** Task inputs **
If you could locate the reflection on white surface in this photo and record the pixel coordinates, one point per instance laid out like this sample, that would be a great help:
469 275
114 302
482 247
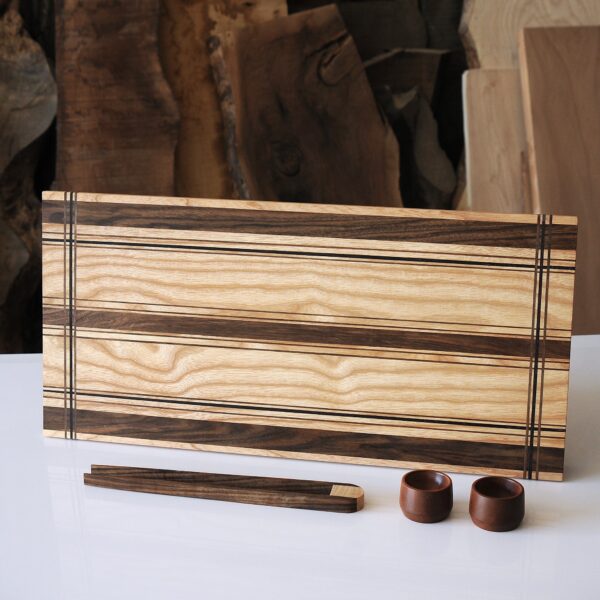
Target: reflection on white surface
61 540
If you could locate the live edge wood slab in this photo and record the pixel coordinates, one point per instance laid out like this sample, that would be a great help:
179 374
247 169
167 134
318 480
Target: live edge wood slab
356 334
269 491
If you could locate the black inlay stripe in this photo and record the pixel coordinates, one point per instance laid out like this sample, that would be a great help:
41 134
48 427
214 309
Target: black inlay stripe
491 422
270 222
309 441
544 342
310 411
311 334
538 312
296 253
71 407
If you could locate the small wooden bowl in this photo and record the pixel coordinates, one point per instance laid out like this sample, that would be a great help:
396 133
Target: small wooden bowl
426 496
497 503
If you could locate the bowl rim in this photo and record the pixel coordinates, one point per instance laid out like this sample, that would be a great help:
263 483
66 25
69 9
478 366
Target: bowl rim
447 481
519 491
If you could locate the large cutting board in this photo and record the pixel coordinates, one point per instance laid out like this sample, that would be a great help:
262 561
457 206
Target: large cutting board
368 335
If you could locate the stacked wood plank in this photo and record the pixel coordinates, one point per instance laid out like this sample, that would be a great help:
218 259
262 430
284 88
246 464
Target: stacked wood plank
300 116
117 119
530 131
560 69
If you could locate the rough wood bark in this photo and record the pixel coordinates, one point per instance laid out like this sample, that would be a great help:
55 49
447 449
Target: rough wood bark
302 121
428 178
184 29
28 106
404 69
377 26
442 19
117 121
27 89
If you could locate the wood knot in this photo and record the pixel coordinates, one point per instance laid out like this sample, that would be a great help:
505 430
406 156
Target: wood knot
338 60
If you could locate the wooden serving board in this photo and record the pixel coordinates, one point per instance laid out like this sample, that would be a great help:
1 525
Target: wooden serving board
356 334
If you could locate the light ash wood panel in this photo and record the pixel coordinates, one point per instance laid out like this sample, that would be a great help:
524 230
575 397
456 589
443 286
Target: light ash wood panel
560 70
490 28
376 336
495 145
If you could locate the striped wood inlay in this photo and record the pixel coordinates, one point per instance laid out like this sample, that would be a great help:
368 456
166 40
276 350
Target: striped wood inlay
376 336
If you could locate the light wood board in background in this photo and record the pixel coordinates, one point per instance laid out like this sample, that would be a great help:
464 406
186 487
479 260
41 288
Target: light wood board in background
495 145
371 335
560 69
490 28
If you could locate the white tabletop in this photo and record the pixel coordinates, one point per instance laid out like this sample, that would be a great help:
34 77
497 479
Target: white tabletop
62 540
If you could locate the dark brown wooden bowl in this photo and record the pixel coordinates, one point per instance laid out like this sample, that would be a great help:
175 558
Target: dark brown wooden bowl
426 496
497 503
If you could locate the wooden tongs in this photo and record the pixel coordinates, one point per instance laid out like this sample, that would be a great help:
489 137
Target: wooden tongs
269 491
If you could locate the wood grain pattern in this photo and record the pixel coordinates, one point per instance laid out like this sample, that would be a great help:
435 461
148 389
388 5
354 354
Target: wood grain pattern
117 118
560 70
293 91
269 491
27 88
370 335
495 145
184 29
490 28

** Exercise details **
Exact duplicates of all the entries are required, and no image may appear in them.

** Response to this exercise **
If you could locate the reflection on white surface in this photo and record the pixel coordinates, one point per instance laid out like this sample, that would be a great help:
469 275
114 302
482 247
Target: reflection on white surface
61 540
If you could locate the live edge wood slab in this photo and record the pixel coordinates, one point per instance laid out like this sample, that would be a great help:
179 374
247 169
167 134
318 480
Target: live edge wood slab
356 334
269 491
If you could locate the black inlay stripe in this photo and record the pixel coordinates, one point per instance laid out like this sample, that would be a great help:
41 134
48 427
214 309
Target: black inlay stripe
491 422
270 222
309 441
544 342
310 411
311 334
538 312
296 253
71 407
If you could locate the small wooden bowl in this photo and record the pixel coordinates, one point per instance laid out like this sample, that would be a great help:
396 133
Target: small wooden bowl
426 496
497 503
If you could locate the bowl rim in this photo and record the pixel coordinates, one point per instance laid out like this sample, that would be a great help:
263 483
66 25
69 9
478 366
Target: bowl rim
447 481
519 491
If you could locate the large cutting board in this photo and record the pixel coordinates, one point per instance laid out like this sample, that would be a great help:
262 561
457 206
Target: large cutting board
368 335
If you could locate the stacked wood plank in this photo and record the pixel coordinates, one point per instance laid out like this sample, that would be a great help:
218 259
262 430
284 88
246 464
Target: stacked wood plank
300 116
117 119
530 131
560 69
If you could locate the rough wood bark in this photo and record the pixel coordinates, one point per instance laid out like this sample, that would be a great help:
55 49
447 449
Target: rough wood bark
302 121
428 178
184 29
28 106
404 69
377 26
442 19
117 121
27 89
If you could locate the wood knot in this photo and record the pixel coordinates, one point per instance laid out like this sample, that would be a great help:
505 430
406 156
Target: wood knot
338 60
If you could locate the wooden serving board in this photo and record the pixel coordinates, one point per instance laid out like this sample, that would be a great help:
1 525
Target: wooden serving board
356 334
If you could locate the light ash wood panel in this photo and record the pixel coordinates, one point per instance laid out like this sample, that would be a great help:
524 230
575 397
456 589
443 286
Target: light ash wood panel
560 70
490 28
376 336
495 145
If you could locate the striped wood inlay in this photo and record the pixel coordinates, one point per instance laid out like this sample, that would be a great help:
368 456
166 40
276 350
Target: striped wood inlay
376 336
If you could locate the light wood board in background in this photo and record the pixel coordinates, one point per instance laid out like this sample, that would be a great help:
464 406
186 487
479 260
41 288
Target: light wood board in background
495 145
371 335
560 69
490 28
If you could locate the white tabletop in this photo and record the pixel coordinates, one point per instance laid out like this sample, that would be a great help:
34 77
497 479
Target: white tabletop
62 540
If you could locate the dark brown wooden bowl in this photo and record the pixel coordinates, one point per instance laid out like this sample, that would be a great help:
175 558
Target: dark brown wooden bowl
426 496
497 503
If you could locate the wooden tongs in this photo and record the pixel coordinates, one point per instance laid out like this sample, that would be a great help:
489 137
Target: wooden tongs
269 491
If you could locate the wood grain pattern in this photo and record the pixel coordinates, one point per instance laid out like this sample, that would be a great help:
435 461
148 389
388 5
354 354
Target: wood grain pattern
117 118
560 70
293 91
269 491
27 88
370 335
495 145
184 29
490 28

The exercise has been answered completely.